● YOUR INSTRUCTIONS: How many of the lines below contain the string "jeans"? Reply with the number alone.

┌─ INPUT ROWS

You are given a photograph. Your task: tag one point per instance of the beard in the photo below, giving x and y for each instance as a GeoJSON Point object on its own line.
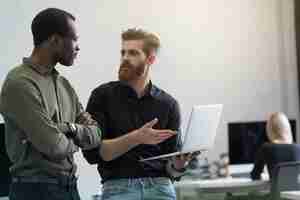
{"type": "Point", "coordinates": [129, 72]}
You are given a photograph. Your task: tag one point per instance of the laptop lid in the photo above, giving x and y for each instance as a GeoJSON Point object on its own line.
{"type": "Point", "coordinates": [201, 130]}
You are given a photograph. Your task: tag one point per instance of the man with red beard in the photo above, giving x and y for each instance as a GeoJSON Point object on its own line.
{"type": "Point", "coordinates": [121, 108]}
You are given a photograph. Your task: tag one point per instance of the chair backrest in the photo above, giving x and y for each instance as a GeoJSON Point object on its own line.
{"type": "Point", "coordinates": [285, 177]}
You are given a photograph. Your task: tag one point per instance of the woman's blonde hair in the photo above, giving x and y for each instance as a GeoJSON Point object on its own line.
{"type": "Point", "coordinates": [279, 129]}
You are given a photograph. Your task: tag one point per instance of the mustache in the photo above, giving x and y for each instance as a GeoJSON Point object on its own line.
{"type": "Point", "coordinates": [126, 64]}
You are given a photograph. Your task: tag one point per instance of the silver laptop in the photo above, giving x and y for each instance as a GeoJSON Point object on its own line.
{"type": "Point", "coordinates": [200, 132]}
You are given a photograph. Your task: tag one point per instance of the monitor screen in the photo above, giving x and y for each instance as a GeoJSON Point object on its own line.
{"type": "Point", "coordinates": [245, 138]}
{"type": "Point", "coordinates": [5, 163]}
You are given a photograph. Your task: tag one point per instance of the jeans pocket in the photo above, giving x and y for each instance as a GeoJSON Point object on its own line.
{"type": "Point", "coordinates": [113, 190]}
{"type": "Point", "coordinates": [163, 190]}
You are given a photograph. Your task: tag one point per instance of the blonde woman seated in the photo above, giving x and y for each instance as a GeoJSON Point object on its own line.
{"type": "Point", "coordinates": [279, 148]}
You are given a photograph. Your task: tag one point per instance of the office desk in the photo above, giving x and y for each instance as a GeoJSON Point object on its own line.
{"type": "Point", "coordinates": [290, 195]}
{"type": "Point", "coordinates": [227, 186]}
{"type": "Point", "coordinates": [224, 185]}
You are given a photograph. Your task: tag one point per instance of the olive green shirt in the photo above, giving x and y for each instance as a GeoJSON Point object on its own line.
{"type": "Point", "coordinates": [32, 105]}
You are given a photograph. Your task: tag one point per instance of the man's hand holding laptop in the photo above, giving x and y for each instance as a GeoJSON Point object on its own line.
{"type": "Point", "coordinates": [147, 135]}
{"type": "Point", "coordinates": [180, 162]}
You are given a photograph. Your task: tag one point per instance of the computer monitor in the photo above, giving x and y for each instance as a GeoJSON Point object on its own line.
{"type": "Point", "coordinates": [245, 138]}
{"type": "Point", "coordinates": [5, 178]}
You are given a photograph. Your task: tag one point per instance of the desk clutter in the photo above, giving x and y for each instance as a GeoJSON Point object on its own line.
{"type": "Point", "coordinates": [202, 169]}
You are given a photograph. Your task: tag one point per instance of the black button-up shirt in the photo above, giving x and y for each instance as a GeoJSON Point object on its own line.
{"type": "Point", "coordinates": [118, 110]}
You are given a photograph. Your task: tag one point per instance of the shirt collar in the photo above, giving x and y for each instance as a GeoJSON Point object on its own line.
{"type": "Point", "coordinates": [151, 90]}
{"type": "Point", "coordinates": [37, 68]}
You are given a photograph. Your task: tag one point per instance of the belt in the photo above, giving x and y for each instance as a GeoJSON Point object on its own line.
{"type": "Point", "coordinates": [63, 181]}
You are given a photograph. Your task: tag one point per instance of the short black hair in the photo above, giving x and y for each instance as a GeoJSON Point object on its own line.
{"type": "Point", "coordinates": [48, 22]}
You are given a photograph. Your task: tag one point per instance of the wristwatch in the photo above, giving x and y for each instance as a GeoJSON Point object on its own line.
{"type": "Point", "coordinates": [72, 129]}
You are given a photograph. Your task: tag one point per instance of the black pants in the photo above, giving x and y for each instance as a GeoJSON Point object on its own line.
{"type": "Point", "coordinates": [42, 191]}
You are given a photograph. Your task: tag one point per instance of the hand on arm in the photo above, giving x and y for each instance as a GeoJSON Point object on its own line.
{"type": "Point", "coordinates": [113, 148]}
{"type": "Point", "coordinates": [85, 118]}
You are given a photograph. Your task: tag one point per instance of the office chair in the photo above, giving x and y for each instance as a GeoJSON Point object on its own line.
{"type": "Point", "coordinates": [285, 177]}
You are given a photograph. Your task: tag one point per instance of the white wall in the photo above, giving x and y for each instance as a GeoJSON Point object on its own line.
{"type": "Point", "coordinates": [237, 52]}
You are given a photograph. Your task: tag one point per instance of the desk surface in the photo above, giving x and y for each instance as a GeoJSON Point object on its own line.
{"type": "Point", "coordinates": [224, 185]}
{"type": "Point", "coordinates": [290, 195]}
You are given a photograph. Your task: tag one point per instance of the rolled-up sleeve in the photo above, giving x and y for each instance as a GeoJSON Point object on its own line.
{"type": "Point", "coordinates": [94, 107]}
{"type": "Point", "coordinates": [21, 101]}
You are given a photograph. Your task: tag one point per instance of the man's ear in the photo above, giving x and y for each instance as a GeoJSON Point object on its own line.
{"type": "Point", "coordinates": [151, 58]}
{"type": "Point", "coordinates": [55, 39]}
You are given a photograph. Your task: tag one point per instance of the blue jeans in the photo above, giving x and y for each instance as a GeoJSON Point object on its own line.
{"type": "Point", "coordinates": [42, 191]}
{"type": "Point", "coordinates": [159, 188]}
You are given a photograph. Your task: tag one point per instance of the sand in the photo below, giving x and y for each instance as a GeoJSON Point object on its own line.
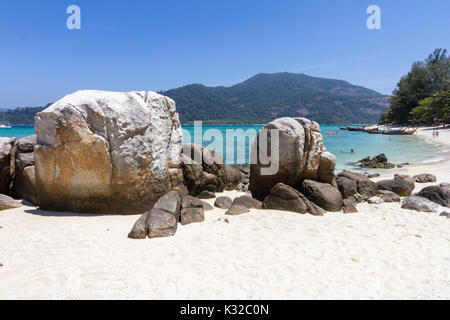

└─

● RESULT FOR THIS EXERCISE: 2